[Some records]
──────────────────────────────

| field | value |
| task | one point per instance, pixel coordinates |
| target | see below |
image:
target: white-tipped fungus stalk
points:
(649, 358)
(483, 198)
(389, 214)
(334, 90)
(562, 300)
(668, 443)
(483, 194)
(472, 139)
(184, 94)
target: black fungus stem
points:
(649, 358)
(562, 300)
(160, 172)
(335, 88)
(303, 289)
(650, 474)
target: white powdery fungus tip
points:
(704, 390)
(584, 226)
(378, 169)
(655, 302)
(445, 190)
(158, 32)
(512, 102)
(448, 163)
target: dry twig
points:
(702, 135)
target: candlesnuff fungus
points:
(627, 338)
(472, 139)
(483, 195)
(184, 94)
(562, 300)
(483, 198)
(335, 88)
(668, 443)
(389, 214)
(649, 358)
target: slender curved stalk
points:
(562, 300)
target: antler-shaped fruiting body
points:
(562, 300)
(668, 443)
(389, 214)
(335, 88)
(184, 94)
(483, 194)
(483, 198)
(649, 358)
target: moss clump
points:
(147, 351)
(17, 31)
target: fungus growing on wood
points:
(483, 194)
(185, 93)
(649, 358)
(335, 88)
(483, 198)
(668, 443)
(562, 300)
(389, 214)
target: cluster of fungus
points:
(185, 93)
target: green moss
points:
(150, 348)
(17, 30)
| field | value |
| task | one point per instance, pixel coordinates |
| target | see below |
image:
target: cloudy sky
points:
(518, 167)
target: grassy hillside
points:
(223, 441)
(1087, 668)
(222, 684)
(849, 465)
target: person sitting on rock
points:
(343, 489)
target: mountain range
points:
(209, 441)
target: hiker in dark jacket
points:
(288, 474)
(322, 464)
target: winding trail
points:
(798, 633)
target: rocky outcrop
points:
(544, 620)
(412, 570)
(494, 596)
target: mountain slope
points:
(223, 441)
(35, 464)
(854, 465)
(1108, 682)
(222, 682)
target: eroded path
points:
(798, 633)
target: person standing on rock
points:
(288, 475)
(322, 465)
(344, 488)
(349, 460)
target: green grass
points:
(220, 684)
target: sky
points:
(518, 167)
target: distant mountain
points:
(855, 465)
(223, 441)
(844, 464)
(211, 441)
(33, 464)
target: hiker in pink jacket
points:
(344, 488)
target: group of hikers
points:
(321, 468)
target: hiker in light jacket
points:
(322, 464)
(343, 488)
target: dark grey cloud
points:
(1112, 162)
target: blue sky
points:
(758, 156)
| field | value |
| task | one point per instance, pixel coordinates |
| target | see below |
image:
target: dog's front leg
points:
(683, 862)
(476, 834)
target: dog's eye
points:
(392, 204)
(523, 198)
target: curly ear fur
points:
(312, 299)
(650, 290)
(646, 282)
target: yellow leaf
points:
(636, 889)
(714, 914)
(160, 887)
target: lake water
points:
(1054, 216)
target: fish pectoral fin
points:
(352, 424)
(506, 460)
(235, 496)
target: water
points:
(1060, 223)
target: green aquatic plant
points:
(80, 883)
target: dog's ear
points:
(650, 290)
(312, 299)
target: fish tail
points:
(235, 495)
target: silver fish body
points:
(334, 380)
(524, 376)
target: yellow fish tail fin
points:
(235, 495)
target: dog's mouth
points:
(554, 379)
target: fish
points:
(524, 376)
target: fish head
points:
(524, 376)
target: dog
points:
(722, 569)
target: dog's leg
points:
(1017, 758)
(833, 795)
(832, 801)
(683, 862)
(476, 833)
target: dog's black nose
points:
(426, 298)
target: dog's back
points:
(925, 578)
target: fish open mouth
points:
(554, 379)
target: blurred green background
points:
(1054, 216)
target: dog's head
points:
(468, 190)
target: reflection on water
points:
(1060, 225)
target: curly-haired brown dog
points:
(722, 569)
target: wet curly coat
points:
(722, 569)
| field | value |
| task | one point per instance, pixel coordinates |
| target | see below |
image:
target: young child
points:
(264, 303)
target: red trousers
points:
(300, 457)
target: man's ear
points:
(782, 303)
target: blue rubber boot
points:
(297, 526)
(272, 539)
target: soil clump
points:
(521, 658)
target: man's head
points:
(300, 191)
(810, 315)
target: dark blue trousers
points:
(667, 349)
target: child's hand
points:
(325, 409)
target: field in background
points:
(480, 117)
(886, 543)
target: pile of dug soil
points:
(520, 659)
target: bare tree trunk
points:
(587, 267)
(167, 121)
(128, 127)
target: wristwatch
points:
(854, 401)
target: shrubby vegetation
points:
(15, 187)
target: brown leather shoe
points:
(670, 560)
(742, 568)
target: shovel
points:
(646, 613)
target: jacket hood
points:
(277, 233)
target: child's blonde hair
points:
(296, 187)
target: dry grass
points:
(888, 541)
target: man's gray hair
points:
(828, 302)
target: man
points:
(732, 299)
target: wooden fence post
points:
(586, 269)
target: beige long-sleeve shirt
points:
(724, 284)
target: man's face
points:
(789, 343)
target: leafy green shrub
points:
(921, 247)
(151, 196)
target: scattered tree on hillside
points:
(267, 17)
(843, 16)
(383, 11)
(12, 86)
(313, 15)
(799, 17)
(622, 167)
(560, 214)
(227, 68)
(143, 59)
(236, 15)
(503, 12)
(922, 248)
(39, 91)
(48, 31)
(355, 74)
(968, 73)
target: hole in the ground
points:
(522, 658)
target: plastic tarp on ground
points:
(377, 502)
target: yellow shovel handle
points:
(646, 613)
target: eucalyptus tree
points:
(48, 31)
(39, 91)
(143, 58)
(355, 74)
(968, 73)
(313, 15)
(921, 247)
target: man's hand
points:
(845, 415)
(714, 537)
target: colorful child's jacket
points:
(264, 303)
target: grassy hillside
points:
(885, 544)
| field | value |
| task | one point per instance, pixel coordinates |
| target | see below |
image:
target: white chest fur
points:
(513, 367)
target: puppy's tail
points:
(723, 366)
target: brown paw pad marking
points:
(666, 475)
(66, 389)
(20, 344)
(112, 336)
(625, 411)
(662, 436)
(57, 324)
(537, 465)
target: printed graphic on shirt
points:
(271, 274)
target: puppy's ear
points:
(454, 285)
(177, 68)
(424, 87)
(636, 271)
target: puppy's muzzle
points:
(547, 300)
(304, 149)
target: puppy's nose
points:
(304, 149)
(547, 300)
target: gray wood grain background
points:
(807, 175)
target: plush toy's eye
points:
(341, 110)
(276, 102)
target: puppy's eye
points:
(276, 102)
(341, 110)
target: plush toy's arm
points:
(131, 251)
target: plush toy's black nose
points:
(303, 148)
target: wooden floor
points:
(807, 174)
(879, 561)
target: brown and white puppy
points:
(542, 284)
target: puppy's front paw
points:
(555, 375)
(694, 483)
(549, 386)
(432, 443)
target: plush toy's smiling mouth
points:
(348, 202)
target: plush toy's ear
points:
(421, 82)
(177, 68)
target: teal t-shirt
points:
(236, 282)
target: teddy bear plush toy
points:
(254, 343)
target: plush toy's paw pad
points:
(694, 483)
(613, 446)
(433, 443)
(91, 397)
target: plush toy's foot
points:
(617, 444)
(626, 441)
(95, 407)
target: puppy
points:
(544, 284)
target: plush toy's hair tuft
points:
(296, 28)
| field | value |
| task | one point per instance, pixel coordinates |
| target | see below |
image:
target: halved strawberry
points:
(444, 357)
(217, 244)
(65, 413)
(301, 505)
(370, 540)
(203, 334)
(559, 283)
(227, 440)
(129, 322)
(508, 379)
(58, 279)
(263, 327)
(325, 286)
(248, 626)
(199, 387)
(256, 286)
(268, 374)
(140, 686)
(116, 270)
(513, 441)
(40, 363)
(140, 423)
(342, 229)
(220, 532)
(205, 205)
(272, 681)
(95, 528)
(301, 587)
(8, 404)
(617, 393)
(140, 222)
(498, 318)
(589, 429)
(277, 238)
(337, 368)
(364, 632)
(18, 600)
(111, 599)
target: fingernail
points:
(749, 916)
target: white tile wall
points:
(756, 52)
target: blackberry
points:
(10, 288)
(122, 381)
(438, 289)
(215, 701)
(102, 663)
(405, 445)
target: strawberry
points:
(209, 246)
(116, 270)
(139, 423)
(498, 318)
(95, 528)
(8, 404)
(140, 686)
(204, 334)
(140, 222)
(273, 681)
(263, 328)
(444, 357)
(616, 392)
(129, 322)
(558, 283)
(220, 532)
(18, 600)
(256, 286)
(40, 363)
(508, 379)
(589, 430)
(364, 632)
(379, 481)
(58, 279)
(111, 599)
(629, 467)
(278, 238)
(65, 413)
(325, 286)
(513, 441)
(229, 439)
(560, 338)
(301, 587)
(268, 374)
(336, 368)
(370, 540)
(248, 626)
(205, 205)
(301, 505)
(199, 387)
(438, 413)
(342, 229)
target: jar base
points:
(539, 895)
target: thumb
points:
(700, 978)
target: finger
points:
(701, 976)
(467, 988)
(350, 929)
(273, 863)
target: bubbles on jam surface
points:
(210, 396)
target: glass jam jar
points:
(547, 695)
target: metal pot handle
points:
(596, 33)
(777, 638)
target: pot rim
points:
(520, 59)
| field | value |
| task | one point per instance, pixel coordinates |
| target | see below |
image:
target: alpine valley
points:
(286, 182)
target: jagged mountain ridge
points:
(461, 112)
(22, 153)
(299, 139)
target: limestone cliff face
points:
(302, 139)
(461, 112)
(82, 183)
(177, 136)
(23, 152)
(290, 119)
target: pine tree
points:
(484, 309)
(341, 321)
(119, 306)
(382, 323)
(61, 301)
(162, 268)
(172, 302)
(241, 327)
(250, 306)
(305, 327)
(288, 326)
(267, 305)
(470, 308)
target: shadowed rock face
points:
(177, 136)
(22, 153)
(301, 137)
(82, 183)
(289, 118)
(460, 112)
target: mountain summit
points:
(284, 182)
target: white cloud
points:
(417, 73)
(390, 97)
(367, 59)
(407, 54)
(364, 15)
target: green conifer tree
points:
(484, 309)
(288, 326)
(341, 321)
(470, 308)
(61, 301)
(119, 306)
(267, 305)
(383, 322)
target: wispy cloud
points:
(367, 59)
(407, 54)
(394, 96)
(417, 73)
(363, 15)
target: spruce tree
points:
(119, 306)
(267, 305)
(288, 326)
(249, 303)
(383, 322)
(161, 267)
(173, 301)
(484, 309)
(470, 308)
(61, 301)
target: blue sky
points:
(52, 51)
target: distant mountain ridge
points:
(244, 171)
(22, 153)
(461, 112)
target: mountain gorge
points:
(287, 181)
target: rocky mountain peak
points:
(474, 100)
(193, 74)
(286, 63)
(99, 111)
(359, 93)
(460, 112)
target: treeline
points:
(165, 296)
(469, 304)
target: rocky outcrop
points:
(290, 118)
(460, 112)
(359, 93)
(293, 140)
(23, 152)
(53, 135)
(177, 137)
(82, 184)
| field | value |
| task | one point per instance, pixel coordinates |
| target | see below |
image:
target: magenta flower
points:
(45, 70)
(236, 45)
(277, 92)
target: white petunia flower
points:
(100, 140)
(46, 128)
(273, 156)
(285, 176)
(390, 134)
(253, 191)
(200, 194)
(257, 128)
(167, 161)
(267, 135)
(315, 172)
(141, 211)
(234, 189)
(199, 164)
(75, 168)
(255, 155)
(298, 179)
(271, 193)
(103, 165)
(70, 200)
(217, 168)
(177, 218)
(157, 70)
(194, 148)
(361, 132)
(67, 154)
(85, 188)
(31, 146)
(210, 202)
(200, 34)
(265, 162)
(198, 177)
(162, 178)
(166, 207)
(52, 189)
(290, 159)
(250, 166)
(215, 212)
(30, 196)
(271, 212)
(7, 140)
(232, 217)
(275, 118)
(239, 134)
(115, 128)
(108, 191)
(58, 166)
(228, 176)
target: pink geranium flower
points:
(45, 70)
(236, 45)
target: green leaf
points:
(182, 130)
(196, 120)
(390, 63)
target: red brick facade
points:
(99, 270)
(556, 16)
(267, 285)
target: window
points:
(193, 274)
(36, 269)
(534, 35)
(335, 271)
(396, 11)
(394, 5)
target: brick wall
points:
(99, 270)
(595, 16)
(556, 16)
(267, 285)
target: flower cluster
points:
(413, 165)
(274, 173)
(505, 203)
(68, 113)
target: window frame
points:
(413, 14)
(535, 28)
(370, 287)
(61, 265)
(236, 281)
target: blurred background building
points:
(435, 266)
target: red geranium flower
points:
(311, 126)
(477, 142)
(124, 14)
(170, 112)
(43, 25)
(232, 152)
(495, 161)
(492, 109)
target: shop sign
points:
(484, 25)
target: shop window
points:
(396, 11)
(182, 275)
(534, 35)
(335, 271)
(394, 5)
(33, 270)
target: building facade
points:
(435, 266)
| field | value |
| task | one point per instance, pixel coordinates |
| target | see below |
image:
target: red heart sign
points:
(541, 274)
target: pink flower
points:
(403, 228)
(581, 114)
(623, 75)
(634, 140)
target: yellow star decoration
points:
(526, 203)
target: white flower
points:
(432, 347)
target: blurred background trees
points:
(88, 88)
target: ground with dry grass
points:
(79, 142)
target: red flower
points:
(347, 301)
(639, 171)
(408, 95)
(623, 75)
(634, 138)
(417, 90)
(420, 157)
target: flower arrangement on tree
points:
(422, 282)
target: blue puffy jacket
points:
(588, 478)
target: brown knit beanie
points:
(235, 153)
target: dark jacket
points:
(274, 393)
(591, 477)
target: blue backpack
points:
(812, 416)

──────────────────────────────

SHORT PROBLEM
Repeat exactly the lines above from the line that contains "target: red brick facade" through the end. Include both of these ends; leave out everything else.

SOLUTION TO THIS PROBLEM
target: red brick facade
points:
(99, 270)
(556, 16)
(267, 285)
target: window
points:
(193, 274)
(36, 269)
(534, 35)
(335, 271)
(396, 11)
(394, 5)
target: brick wall
points:
(99, 270)
(595, 16)
(556, 16)
(267, 285)
target: flower cluster
points:
(413, 165)
(274, 173)
(505, 203)
(68, 113)
target: window frame
points:
(413, 14)
(535, 28)
(370, 287)
(61, 265)
(236, 281)
target: blurred background building
points:
(435, 266)
target: red geranium flower
points:
(311, 126)
(477, 142)
(124, 14)
(170, 112)
(43, 25)
(232, 152)
(495, 161)
(492, 109)
target: shop sign
points:
(484, 25)
target: shop window
points:
(396, 11)
(182, 275)
(534, 35)
(335, 271)
(394, 5)
(33, 270)
target: building facade
points:
(435, 266)
| field | value |
| task | one point per instance, pixel coordinates |
| target | see below |
image:
target: red heart sign
points:
(541, 274)
target: pink flower
points:
(403, 228)
(581, 114)
(623, 75)
(634, 140)
target: yellow star decoration
points:
(526, 203)
target: white flower
points:
(432, 347)
target: blurred background trees
points:
(88, 88)
target: ground with dry grass
points:
(79, 142)
target: red flower
points:
(347, 301)
(639, 171)
(408, 95)
(623, 75)
(634, 138)
(417, 90)
(420, 157)
target: flower arrangement on tree
points:
(422, 282)
target: blue puffy jacket
points:
(588, 478)
target: brown knit beanie
points:
(235, 153)
target: dark jacket
points:
(274, 393)
(591, 477)
target: blue backpack
points:
(812, 416)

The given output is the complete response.